-- Exercise inputs start --
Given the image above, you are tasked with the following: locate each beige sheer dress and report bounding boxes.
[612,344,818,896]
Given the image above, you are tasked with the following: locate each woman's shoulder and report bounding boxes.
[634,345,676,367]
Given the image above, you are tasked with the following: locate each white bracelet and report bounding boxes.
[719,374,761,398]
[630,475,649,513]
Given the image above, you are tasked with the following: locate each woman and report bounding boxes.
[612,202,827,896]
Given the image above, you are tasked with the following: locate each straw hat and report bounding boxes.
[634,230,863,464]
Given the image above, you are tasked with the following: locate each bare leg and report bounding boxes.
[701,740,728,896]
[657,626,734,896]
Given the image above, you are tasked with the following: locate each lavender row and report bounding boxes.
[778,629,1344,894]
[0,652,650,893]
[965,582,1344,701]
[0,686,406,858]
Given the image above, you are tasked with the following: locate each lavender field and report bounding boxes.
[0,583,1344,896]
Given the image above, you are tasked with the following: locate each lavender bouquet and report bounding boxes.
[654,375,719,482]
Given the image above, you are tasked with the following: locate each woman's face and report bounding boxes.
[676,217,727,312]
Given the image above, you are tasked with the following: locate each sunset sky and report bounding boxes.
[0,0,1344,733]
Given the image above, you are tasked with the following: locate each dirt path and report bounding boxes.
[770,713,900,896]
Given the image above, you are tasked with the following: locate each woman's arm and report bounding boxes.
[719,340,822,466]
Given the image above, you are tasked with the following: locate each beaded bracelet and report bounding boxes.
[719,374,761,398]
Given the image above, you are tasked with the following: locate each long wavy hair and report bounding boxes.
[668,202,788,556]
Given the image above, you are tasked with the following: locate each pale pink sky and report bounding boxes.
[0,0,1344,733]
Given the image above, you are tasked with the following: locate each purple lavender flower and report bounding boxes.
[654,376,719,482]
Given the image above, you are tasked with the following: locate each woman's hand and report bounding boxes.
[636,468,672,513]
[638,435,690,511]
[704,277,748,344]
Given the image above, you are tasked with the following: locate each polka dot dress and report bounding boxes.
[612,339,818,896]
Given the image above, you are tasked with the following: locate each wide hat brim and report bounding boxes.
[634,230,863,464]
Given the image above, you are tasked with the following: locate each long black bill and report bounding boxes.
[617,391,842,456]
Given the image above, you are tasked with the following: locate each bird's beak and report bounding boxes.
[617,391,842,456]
-- Exercise inputs end --
◆ Short exercise
Change "report bounding boxes" to "return bounding boxes" everywhere in the rows above, leaving every other part of them as it is.

◆ Answer to this exercise
Given the image above, you are tasked with the following: locate each beige sheer dress and return bounding boxes.
[612,344,818,896]
Given the image above, you are tasked with the following: locate each woman's shoulder and return bounding boxes.
[634,345,676,367]
Given the image above, you are tasked with the following: locate each white bracelet and return bounding boxes.
[719,374,761,398]
[630,475,649,513]
Given the image above, you are tasked with the following: locate each woman and return bounding boxes.
[612,202,827,896]
Given the image above, you are tasked with the following: locate each straw hat and return bounding boxes.
[634,230,863,464]
Given the image above, you are tasked with the following: locate each bare leg and return bounding boxes.
[701,740,728,896]
[657,626,734,896]
Given the image above, you are tasked with the following: locate each lavender row and return bounding boxes.
[778,629,1344,894]
[0,652,650,893]
[965,582,1344,701]
[0,686,406,858]
Given the image above, you are tasked with the following: locate each lavender field and return bounding boxes.
[0,583,1344,896]
Given the image above, you are tasked with the following: locate each lavender bouquet and return bounding boxes.
[654,375,719,482]
Given the image above, you are tasked with the following: locate each woman's face and return bounding boxes.
[676,217,727,312]
Given the image above, you are tasked with the following: locate each sunset sky and return bounding boxes.
[0,0,1344,733]
Given the image above, you are tasked with the following: locate each dirt path and return bounding boxes.
[770,713,900,896]
Given the image above, you are tasked with the following: locate each woman's arm and return bounding boxes.
[719,340,822,466]
Given the image above, you are tasked with the following: locate each beaded bracelet and return bounding boxes.
[719,374,761,398]
Given the image above, you are tasked with the following: locate each long wavy hair and return bounding boxes.
[668,202,788,556]
Given the image above, you are tasked with the following: locate each pale pink sky and return bounding boxes.
[0,0,1344,733]
Given the image above, you are tasked with the following: locate each purple lavender flower and return bounding boxes.
[654,376,719,482]
Given the image above, you are tasked with the following: locate each woman's hand and return bounding boxes.
[636,468,672,513]
[638,435,690,511]
[704,277,748,344]
Given the image above, you are tasked with the following: locate each polka dot dress and return bounding boxes.
[612,339,818,896]
Given the image above, you are tasked with the following: locate each wide hat brim and return bounding boxes.
[634,230,863,464]
Given the image above, you are tasked with the following: locate each long black bill and return bounding boxes.
[617,391,842,456]
Given the image above, you are tasked with the following: locate each bird's beak and return bounding boxes.
[617,391,842,456]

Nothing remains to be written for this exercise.